▸ COMPITI DA SVOLGERE:
1 - Nel testo su «La civetta cieca», che cosa fabbrica il protagonista dopo essersi chiuso nella sua stanza?
2 - Riprendi il testo su «La civetta cieca» e prosegui subito dopo la sua ultima frase.

▸ SEZIONE DI TESTO:
%%

Sebbene abbia distrutto buona parte dei suoi scritti, ciò che rimane è sufficiente a riconoscerne il genio poliedrico. Grazie ad alcuni amici e traduttori le sue opere hanno conosciuto il successo mondiale e sono arrivate persino in Russia. Maxime Féri Farzaneh le ha fatte conoscere in Francia e da lì Roger Lescot le ha tradotte per le edizioni José Corti.

Ne “La civetta cieca” il protagonista oppiomane e alcolista è perseguitato da visioni che sembrano intersecarsi con piani temporali appartenenti a una vita precedente. Non potendo vivere nella città di Rey, a sud di Teherean, l’uomo si autoconfina nella sua stanza per fabbricare astucci portapenne e viene assalito da pensieri che collimano con l’esistere nel tempo e nello spazio ordinari, sino a distaccarsene inesorabilmente, cercando di sottrarsi, come colui che li ha generati, alle leggi impenetrabili del mondo. La causa scatenante è proprio l’apparizione fugace della donna dagli occhi neri attraverso la finestra della sua stanza. Perduta nel tempo e ritrovata proprio una sera, quando entra e muore senza averla potuta amare, l’uomo cercherà di dipingerla per conservarne la Bellezza e il mistero. In quel preciso istante, l’universo metafisico di Hedayat si manifesta disancorato da qualsiasi credo e pervaso da un pessimismo esistenziale che lo porta a pensare che la speranza non serva né in questa né in nessun’altra vita.

Alter ego dello scrittore, il protagonista del romanzo inizia a entrare nell’anima segreta delle cose del mondo e, come Faust, investiga i rapporti intrinseci che si nascondono dietro il visibile e il possibile. Su tutto aleggia il sentimento di essere solo di fronte alla morte e al nulla. Ad acuire questo malessere vi è la constatazione di vivere immerso in una società composta da coloro che definisce “feccia”, un informe convolvolo strisciante di esseri che rimangono appesi all’apparenza, all’emozione spicciola, trascinandosi in facezie e impedendo allo straordinario di manifestarsi nella vita di chi ne sia sensibile.

%%

▸ DATI MOSTRATI:
%%

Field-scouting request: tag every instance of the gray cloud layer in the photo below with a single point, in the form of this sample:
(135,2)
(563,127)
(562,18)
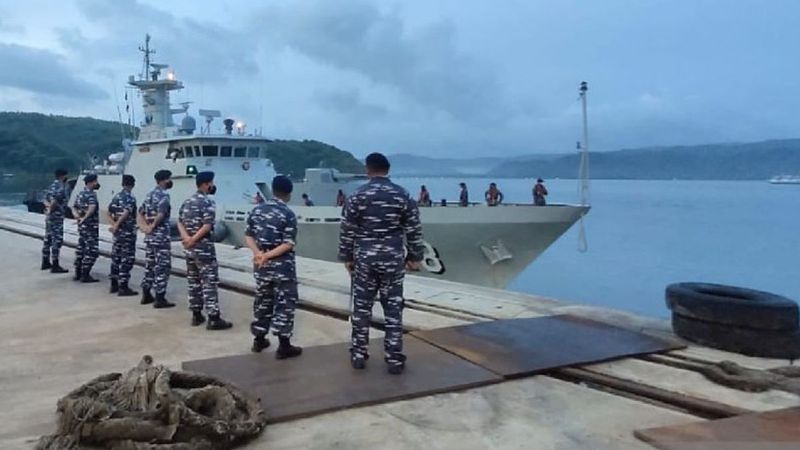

%%

▸ RISPOSTE PER COMPITO:
1 - Astucci portapenne.

2 -
La vita, fredda e incurante, rivela la vera maschera di ciascuno, anche se ognuno di noi pare avere a disposizione una serie di maschere. Alcuni indossano sempre la stessa, che inevitabilmente si sporca e si riempie di rughe: sono i tirchi. Altri risparmiano le maschere per i figli; e ci sono anche quelli che cambiano maschera in continuazione. Tutti, invecchiando, scoprono di non avere più volti a disposizione, che l’ultima maschera rimastagli è ormai vecchia e consunta; ed è in quel momento, da quest’ultima maschera, che emerge il vero volto d’ogni individuo.

Hedayat, che passò la sua vita tra Teheran e la Francia, non si adattò mai alle dinamiche abusate del suo tempo. Frequentando la biblioteca dell’Alliance française a Teheran, si innamorò della letteratura francese, tedesca, russa e inglese.  Maupassant, Rilke, Dostoevskij, Sartre, Baudelaire, Woolf, Kafka, Schopenhauer, Schnitzler, Hesse, Cechov furono mentori e compagni di vita filosofica. Tradusse “La metamorfosi” in persiano, comprendendo, interpretando e interiorizzando i temi kafkiani. Curò le quartine di Omar Khayyām (1048-1131), astrologo, matematico, filosofo, poeta. Saranno questi gli ingredienti che abiteranno la profonda e folle corsa verso la morte di Hedayat. Rapito da un amore furente per la sua terra natale, combinerà ragioni e passioni per le religioni dell’antico Iran con il folklore, la magia popolare, il meraviglioso, l’insolito e lo straordinario.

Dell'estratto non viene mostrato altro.